▸ Stored entries
───
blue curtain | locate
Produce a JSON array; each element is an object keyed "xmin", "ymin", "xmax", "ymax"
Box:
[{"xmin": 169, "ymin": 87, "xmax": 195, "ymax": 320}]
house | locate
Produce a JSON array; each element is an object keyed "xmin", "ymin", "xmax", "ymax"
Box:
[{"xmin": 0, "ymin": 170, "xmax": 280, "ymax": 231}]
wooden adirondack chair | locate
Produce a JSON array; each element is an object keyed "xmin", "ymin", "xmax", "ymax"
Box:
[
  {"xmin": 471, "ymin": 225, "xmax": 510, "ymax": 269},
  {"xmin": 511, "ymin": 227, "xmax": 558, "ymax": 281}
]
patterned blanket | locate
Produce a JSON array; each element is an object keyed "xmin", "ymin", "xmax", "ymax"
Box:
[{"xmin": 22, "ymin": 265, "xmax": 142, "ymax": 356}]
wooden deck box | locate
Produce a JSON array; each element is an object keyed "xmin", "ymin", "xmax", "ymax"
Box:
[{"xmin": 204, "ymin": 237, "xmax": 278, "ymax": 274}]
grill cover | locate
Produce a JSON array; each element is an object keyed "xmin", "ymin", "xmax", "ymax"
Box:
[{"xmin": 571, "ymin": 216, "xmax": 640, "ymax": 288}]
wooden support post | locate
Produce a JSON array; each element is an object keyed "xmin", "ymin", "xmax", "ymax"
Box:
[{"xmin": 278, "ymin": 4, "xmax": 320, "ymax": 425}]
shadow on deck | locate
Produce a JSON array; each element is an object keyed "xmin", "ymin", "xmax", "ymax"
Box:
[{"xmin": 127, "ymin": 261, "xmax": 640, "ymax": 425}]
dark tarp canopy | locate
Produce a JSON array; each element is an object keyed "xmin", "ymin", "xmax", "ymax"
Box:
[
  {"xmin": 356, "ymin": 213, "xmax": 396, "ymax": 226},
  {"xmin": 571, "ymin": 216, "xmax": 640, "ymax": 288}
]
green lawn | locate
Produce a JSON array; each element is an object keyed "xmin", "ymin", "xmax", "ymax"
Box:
───
▸ GOAL
Please copy every line from the one containing "wooden deck box | locate" through the end of the entries, offsetting each bounding box coordinate in the answers by 60.

▸ SOLUTION TO THIS TASK
wooden deck box | locate
Produce a JSON array; each element is an object keyed "xmin", "ymin", "xmax", "ymax"
Box:
[{"xmin": 264, "ymin": 297, "xmax": 338, "ymax": 334}]
grill cover | locate
Produce a JSON array; each element is an object keyed "xmin", "ymin", "xmax", "ymax"
Box:
[{"xmin": 631, "ymin": 276, "xmax": 700, "ymax": 348}]
wooden support post | locate
Produce a JSON array; each element is an object keyed "xmin", "ymin", "xmax", "ymax"
Box:
[{"xmin": 338, "ymin": 64, "xmax": 380, "ymax": 485}]
shadow on deck | locate
Produce a JSON array; each element is an object keyed "xmin", "ymin", "xmax", "ymax"
Box:
[{"xmin": 187, "ymin": 321, "xmax": 700, "ymax": 485}]
dark tarp canopy | locate
Produce a JSON array; each element is an object keyed "xmin", "ymin", "xmax", "ymax"
Box:
[
  {"xmin": 416, "ymin": 273, "xmax": 456, "ymax": 286},
  {"xmin": 631, "ymin": 276, "xmax": 700, "ymax": 348}
]
green lawn | locate
Produce a JSON array; each element is an object keyed "xmin", "ymin", "xmax", "ymax"
Box:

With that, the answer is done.